▸ **DOCUMENT EXTRACT**
— Begin —
I recently posted an(I thought)innocuous comment on Huckleberries, a Spokesman-Review on-line blog. It was about an actual experience I had, on a night off at the "Wheel."
I had an occasion to sashay into the Men's room, (Beer had been flowing) when I happened to look down. Behold! I was peeing on a genuine five dollar bill. I stopped and thought. Then, gingerly, and by the tips of my thumb and finger, extracted said bill from it's nest.
I quickly walked it across to the sink, where it underwent a vigorous scrubbing. I then pressed it between two paper towels, and returned to my table. After great thought, and recognizing that I was going to owe my waitress a tip, I generously donated said fiver to the cause. (Later, I told her of the source) She laughed and accepted it.
— End —
▸ **COMPLETE THE FOLLOWING**
[1] Retype the part of the five-dollar bill story that starts with the words "I recently posted" and ends with "and accepted it.".
[2] Extend the five-dollar bill story beyond its final sentence.
The rows have no connection to the five-dollar bill story.

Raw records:
— Begin —
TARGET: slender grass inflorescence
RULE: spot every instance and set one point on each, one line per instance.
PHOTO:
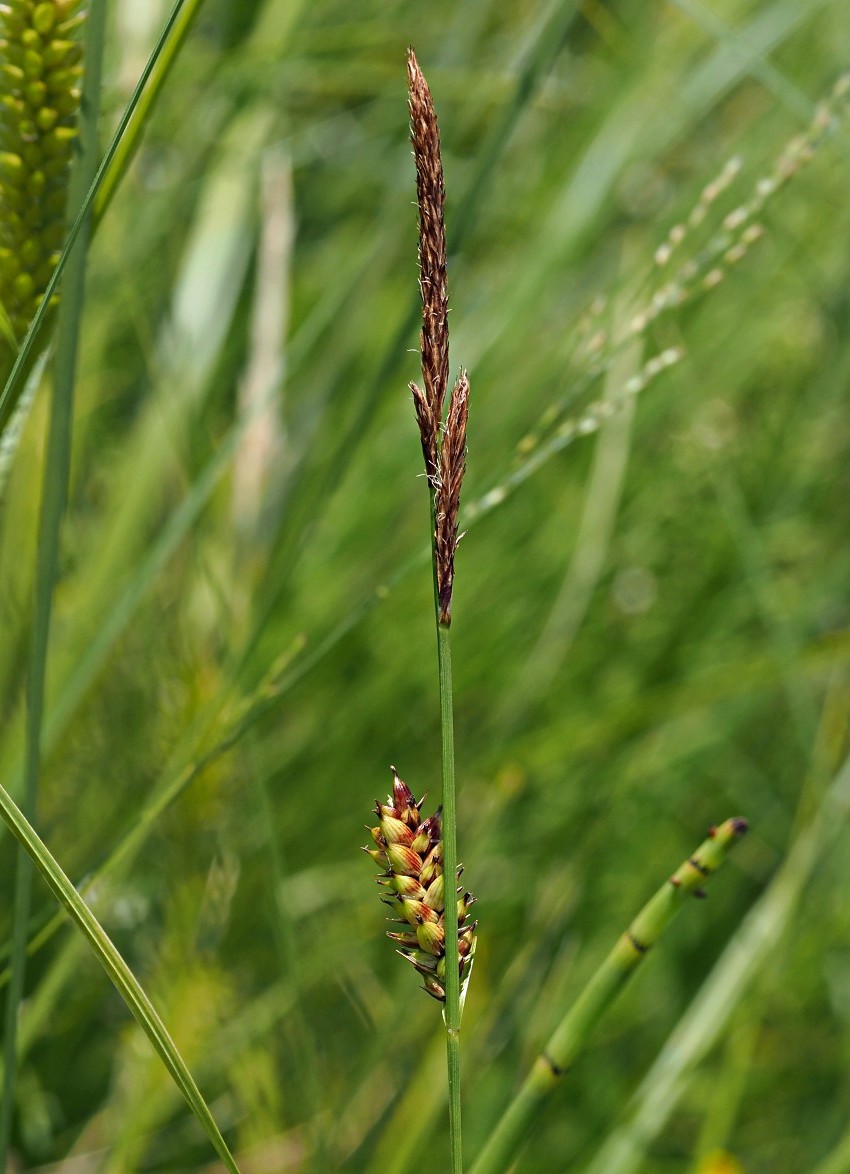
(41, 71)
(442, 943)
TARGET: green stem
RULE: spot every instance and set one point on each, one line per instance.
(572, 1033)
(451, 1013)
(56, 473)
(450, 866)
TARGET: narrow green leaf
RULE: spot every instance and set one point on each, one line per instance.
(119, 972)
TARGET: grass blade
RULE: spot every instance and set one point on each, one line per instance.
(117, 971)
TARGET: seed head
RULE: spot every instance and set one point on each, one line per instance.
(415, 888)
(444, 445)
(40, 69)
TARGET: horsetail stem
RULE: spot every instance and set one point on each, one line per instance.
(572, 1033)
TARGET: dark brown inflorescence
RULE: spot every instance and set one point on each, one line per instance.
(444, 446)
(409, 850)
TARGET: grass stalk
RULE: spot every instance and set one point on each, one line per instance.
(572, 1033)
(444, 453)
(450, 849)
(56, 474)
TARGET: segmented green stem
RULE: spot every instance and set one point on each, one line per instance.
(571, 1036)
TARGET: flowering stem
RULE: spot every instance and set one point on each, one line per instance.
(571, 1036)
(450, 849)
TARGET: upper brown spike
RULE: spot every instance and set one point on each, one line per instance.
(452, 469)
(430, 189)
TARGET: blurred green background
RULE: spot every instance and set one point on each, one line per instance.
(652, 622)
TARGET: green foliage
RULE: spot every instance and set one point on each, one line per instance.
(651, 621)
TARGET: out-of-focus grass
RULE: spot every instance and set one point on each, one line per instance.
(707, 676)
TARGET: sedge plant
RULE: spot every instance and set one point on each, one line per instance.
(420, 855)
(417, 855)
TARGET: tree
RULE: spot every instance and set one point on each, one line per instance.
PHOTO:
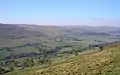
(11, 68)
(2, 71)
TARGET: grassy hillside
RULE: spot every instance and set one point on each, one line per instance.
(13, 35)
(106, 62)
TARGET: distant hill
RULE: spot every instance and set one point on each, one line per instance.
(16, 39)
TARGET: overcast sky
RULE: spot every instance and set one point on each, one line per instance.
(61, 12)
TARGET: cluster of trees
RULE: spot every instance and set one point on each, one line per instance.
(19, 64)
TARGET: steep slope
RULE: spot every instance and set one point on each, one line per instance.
— End —
▸ **RESPONSES IN ORDER**
[1]
I recently posted an(I thought)innocuous comment on Huckleberries, a Spokesman-Review on-line blog. It was about an actual experience I had, on a night off at the "Wheel."
I had an occasion to sashay into the Men's room, (Beer had been flowing) when I happened to look down. Behold! I was peeing on a genuine five dollar bill. I stopped and thought. Then, gingerly, and by the tips of my thumb and finger, extracted said bill from it's nest.
I quickly walked it across to the sink, where it underwent a vigorous scrubbing. I then pressed it between two paper towels, and returned to my table. After great thought, and recognizing that I was going to owe my waitress a tip, I generously donated said fiver to the cause. (Later, I told her of the source) She laughed and accepted it.

[2]
Unbeknownst to me, and after an abbreviated remark to this effect on a comment segment of "Huckleberries", a feature of the Spokesman-Review, it hit the funnybone of the blogmeister of the S/R, Dave Oliveira. He posted it on the S/R blog. Then again, and then to add to the indignity, printed it the the paper.
I hadn't time to finish the paper this morning, so I didn't catch the print part. I went to the Post office for my mail. One friend was in there laughing about it when the postmaster ran out to tell me she would never eat my potato salad again.
Well, ma'am, unless another fiver shows up in my lifetime, I have great doubts that your health is in jeopardy...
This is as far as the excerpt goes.